• Consigne 1:
Dites si chacune des affirmations suivantes concorde avec les notes de lecture. Répondez par oui ou par non et citez les mots décisifs du texte. (a) Le livre de Martin Aurell paraît chez Flammarion. (b) Aliénor devient reine d’Angleterre en décembre 1154. (c) Le livre de Joël Cornette propose une synthèse en 100 dates.
• Consigne 2:
Rédigez la suite des notes de lecture en partant de leur dernière phrase.

• Extrait du texte:
====
Il fut une époque, l’avez-vous connue ce temps de folie furieuse ? Où les Dieux ressemblaient à des femmes et des hommes, nageaient parmi les soldats, tendaient des pièges et rusaient jours et nuits. Pierre Judet de La Combe nous en raconte l’épopée, science et plaisir mélangés, dans un bel ouvrage : « Quand les Dieux rôdaient sur la terre » (Albin Michel, 608 p. 25 €). Toute la galerie vous est présentée : Prométhée le voleur de feu, Dionysos le virevoltant, mais encore Aphrodite – évidemment ma préférée. C’est un bal Mabille à l’antique, des masques et bergamasques, des querelles de famille et des guerres pour de rire. Une mythologie pour notre éternité.

Libre à vous de vivre au Moyen-âge et d’accompagner Martin Aurell, professeur à l’Université de Poitiers, sur le chemin d’« Aliénor d’Aquitaine » aux éditions Flammarion (502 p. 24,90 €). Son livre est de ceux dont on se dit, dès les premières lignes, qu’il va nous éclairer, sans rien de pesant. Nous sommes au mois de décembre 1154 et la reine de France, qui fut répudiée par un Louis VII convaincu que son épouse ne lui donnera pas d’enfant, devient reine d’Angleterre. « A l’occasion de la cérémonie et des festivités, elle rencontre peut-être Geoffroi de Monmouth, évêque en titre de Saint-Asaph au Pays de Galles. Une vingtaine d’années auparavant, ce clerc d’Oxford a connu un large succès en Occident grâce à son adaptation latine de vieilles prophéties en langue celtique attribuées à Merlin l’Enchanteur. »

Qu’en aurait pensé Bécassine ? On ne sache pas que cette femme aux yeux vifs, émouvante à force de gaffes, ait été grande lectrice. Mais sans doute aurait-elle été flattée de se trouver dans le livre que Joël Cornette consacre à sa région merveilleuse natale où, la chose est bien connue, la pluie de ne tombe jamais plus de trois fois par jour. « Une brève histoire de l’identité bretonne » (Tallandier, 258 p. 10 €). Cet ouvrage a le charme d’une promenade non conventionnelle. On adore le chapitre « Préjugés » pour le miroir qu’il nous tend. « Ils sont sérieux, travailleurs, durs à la peine, fidèles, têtus, frondeurs, violents, note Joël Cornette. « Bretons : tous braves gens mais entêtés », peut-on lire dans le Dictionnaire des idées de reçues de Flaubert. Qui n’a entendu ces qualificatifs appliqués aux femmes et aux hommes de l’Armorique ? » On est heureux de la synthèse en 80 dates – il n’est pas facile de tout dire ou presque de la Bretagne, et comprendre la singularité d’une terre battue par les vents mais bercée de soleil est un jeu de piste épatant.
====
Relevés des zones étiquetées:
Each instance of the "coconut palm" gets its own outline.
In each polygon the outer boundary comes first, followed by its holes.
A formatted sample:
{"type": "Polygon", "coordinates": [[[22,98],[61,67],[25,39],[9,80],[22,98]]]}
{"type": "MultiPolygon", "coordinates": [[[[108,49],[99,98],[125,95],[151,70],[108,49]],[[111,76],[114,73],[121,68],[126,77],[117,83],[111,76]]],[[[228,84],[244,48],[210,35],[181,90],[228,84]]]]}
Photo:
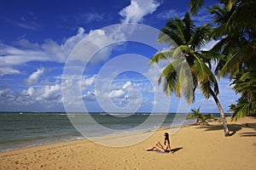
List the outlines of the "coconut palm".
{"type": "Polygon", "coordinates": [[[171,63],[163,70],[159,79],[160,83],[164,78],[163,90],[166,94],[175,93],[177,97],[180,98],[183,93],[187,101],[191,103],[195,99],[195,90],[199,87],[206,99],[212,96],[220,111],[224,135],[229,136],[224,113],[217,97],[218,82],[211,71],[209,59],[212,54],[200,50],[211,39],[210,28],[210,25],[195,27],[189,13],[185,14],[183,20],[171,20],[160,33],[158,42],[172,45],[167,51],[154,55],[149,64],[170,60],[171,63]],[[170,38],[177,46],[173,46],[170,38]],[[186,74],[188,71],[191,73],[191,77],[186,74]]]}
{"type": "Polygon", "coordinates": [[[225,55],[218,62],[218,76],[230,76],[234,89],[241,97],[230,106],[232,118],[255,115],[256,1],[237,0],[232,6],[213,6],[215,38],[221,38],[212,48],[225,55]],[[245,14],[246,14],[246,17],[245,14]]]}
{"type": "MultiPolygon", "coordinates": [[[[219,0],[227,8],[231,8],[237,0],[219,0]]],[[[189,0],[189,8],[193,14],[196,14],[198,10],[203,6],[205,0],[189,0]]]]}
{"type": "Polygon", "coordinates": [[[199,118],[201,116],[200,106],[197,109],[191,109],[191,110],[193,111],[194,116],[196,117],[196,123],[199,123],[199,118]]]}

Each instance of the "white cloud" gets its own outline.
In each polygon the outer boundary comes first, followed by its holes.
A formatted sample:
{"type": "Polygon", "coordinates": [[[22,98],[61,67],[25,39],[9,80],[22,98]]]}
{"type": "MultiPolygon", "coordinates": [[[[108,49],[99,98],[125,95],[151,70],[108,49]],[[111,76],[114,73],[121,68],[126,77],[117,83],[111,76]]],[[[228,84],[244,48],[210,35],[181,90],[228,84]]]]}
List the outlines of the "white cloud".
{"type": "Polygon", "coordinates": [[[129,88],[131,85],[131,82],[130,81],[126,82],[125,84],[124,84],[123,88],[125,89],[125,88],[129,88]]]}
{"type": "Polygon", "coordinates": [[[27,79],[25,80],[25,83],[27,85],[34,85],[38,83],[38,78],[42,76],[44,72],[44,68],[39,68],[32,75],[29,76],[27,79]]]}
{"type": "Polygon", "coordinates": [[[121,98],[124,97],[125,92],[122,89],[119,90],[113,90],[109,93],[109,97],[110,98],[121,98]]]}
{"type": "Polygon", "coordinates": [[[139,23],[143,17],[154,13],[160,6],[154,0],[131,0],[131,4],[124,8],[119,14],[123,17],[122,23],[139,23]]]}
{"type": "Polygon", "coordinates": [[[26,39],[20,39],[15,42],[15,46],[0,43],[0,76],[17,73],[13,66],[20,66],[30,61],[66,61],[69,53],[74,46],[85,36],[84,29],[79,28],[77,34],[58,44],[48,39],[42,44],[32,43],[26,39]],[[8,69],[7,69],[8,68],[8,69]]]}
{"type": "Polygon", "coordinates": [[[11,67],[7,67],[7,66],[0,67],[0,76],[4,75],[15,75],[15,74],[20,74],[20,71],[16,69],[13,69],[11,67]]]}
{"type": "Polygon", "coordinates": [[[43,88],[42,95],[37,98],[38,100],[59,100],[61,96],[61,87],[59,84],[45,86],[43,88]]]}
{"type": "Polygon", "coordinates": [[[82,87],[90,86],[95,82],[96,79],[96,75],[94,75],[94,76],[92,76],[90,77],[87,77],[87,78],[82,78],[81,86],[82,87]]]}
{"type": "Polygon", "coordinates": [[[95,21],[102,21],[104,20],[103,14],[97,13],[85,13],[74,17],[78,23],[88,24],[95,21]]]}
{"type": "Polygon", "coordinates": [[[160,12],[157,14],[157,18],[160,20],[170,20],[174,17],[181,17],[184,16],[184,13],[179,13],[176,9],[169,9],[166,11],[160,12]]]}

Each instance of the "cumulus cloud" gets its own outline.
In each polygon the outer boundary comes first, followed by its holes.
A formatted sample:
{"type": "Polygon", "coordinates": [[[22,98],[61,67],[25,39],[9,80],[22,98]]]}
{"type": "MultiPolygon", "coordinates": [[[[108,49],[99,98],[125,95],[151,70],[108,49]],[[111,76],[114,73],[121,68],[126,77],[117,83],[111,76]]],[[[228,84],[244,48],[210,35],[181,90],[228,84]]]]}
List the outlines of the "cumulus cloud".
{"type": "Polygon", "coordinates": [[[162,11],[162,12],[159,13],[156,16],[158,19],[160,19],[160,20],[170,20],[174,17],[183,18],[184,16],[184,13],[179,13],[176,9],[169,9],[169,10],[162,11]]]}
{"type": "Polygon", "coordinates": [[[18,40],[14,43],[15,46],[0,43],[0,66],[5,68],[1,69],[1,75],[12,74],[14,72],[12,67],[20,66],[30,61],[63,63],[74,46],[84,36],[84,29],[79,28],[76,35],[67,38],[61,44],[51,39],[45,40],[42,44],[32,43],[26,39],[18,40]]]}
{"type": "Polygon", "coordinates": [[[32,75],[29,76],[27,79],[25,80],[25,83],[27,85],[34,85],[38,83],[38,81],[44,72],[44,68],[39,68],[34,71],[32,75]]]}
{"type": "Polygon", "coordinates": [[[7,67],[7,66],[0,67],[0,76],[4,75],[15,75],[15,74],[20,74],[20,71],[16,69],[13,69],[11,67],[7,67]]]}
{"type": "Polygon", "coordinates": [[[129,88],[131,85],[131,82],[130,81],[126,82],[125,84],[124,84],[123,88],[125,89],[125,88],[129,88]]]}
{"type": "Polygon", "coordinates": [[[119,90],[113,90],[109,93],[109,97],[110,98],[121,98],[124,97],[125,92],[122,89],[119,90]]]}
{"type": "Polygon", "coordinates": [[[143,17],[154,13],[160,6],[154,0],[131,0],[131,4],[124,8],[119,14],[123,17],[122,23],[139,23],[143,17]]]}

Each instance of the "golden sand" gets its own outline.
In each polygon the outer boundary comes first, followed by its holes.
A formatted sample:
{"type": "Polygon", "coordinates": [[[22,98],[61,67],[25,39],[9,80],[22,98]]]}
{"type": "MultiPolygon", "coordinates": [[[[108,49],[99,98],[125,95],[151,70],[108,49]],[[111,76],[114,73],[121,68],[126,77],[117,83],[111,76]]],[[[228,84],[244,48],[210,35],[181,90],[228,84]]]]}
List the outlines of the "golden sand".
====
• Réponse finale 1:
(a) Oui : « « Aliénor d’Aquitaine » aux éditions Flammarion ».
(b) Oui : « Nous sommes au mois de décembre 1154 » et « devient reine d’Angleterre ».
(c) Non : « On est heureux de la synthèse en 80 dates ».

• Réponse finale 2:
Si chaque jour vous vous plaignez des réseaux dits sociaux – tout en les consultant, sur le trottoir de votre ville, ou sur la place de votre village – alors « La ville captivée », de Laurent Cuvelier vous attend. Très beau titre, excellente analyse, l’ouvrage porte sur l’affichage et de la publicité au XVIIIe siècle. Et n’allez pas croire qu’il s’agisse d’un temps révolu ! « Les effets du capitalisme commercial et la naissance d’une société de consommation modifient profondément les modes de vie des années 1750 aux années 1820 », remarque Laurent Cuvelier. C’est tout le paysage urbain qui s’en est trouvé transformé, par voie de conséquence l’émergence d’un rapport à la ville et au monde qui nous est désormais familier. « L’expérience sensible de la ville moderne est celle d’un regard entraîné à trier, à sauvegarder, à mettre à jour, à partitionner ou réinitialiser les informations, souligne encore Laurent Cuvelier. L’œil saura distinguer sur un même coin de mur, une annonce de réfection de la voierie, la promotion d’un spectacle, un appel à manifestation et une publicité pour une marque célèbre. »

A ville nouvelle homme nouveau. Philippe Raynaud consacre à Victor Hugo (Gallimard, 120 p. 17 €) l’un de ces ouvrages courts mais épatants, qui stimulent autant notre imagination que notre réflexion. « Comment devient-on Victor Hugo ? » s’interroge l’auteur. En ayant du courage, de la ténacité lorsque la haine contre soi se déchaîne, et puis aussi de la chance et de la volonté, la santé, le goût du travail, enfin bref, un arsenal de qualités qui permet de tenir un siège quand le monde rugit. « Le génie poétique sera toujours pour lui l’expression privilégiée d’une histoire qui, au-delà des déchirements, mène de la spontanéité primitive au libre déploiement de la créativité humaine », écrit Philippe Raynaud.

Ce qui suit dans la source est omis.